## Problem details
Each line of the records that includes "power" should be found and copied.

Natural language region descriptions

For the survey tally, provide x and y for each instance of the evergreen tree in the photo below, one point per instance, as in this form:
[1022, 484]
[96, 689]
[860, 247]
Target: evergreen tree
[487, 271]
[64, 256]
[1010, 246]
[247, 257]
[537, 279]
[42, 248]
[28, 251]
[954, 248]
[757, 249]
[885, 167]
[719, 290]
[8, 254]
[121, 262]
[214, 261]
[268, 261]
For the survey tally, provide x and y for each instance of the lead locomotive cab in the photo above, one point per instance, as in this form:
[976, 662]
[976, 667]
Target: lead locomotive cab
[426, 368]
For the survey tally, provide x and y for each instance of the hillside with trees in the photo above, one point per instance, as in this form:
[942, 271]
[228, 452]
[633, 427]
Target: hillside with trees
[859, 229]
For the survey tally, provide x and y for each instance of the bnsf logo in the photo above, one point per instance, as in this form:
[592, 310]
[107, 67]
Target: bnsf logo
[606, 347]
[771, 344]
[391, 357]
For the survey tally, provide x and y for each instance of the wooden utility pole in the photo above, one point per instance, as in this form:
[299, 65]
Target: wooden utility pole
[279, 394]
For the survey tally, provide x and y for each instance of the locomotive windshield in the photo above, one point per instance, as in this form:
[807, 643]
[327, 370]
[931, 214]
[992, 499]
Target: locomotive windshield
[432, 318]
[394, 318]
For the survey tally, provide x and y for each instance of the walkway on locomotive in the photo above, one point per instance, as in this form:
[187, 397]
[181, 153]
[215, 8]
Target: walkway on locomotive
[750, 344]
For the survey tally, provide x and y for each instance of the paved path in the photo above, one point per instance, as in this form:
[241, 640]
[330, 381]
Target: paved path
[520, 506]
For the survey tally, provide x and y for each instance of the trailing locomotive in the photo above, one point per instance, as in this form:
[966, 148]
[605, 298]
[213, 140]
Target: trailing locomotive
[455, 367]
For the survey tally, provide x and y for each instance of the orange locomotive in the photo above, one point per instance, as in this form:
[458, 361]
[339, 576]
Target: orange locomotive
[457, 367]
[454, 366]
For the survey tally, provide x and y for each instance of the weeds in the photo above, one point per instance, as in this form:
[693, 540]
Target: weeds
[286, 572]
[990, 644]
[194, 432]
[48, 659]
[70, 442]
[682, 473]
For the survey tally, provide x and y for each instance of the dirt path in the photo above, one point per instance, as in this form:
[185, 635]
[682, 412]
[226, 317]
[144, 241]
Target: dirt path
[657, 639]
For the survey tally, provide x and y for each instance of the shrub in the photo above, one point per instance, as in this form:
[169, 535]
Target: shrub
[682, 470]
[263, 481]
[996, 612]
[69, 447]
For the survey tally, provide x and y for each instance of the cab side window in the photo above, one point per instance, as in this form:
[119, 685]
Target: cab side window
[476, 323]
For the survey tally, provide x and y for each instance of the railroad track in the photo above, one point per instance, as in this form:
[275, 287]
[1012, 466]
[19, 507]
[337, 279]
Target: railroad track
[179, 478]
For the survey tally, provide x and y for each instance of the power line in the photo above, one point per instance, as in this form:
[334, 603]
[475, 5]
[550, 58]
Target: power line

## Solution to this problem
For the survey tally, provide x and y for each instance of the power line in the photo above, one point per instance, as in this form:
Target: power line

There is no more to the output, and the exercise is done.